What is asked: State how many rows below contain "Query", counting only matches in the same case, and reply with the number alone.

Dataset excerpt
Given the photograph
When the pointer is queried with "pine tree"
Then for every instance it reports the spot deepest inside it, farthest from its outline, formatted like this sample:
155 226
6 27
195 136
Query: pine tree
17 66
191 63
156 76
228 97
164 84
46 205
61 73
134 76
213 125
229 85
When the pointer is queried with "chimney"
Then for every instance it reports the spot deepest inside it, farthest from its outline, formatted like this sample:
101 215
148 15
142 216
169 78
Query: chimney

==

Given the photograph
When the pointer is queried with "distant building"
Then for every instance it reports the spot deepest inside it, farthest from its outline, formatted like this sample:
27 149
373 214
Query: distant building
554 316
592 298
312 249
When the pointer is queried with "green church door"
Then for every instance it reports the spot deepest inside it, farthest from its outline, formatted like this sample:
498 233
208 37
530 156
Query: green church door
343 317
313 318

* * *

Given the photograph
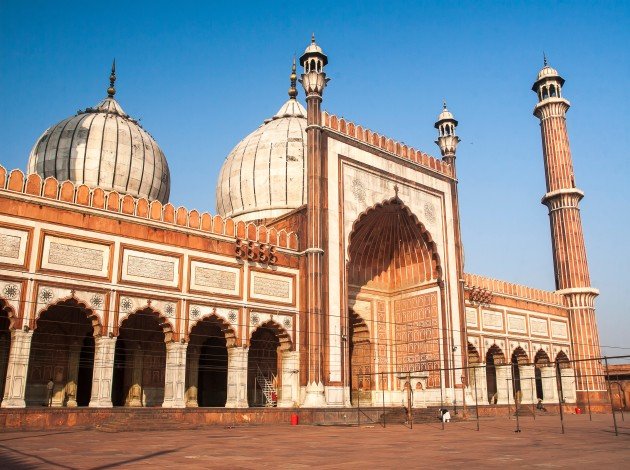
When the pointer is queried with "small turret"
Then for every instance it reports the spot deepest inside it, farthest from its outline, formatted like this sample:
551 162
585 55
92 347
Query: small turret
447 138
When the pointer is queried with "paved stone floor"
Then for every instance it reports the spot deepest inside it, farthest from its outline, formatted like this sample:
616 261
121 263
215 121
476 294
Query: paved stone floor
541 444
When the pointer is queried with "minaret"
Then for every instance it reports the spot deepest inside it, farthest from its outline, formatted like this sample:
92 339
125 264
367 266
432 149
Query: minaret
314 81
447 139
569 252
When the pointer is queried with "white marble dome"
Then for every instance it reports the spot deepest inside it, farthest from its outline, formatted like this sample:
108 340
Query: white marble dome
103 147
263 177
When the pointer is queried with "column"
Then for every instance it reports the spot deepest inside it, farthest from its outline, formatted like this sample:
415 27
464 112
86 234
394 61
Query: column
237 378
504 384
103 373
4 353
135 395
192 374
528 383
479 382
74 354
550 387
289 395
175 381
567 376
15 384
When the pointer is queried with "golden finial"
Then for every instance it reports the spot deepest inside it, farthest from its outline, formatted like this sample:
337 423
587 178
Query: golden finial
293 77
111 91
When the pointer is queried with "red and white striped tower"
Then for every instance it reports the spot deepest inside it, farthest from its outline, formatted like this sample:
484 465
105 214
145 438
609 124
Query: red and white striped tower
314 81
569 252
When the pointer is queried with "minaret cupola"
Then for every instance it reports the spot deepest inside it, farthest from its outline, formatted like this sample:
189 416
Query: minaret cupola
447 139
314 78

Result: 12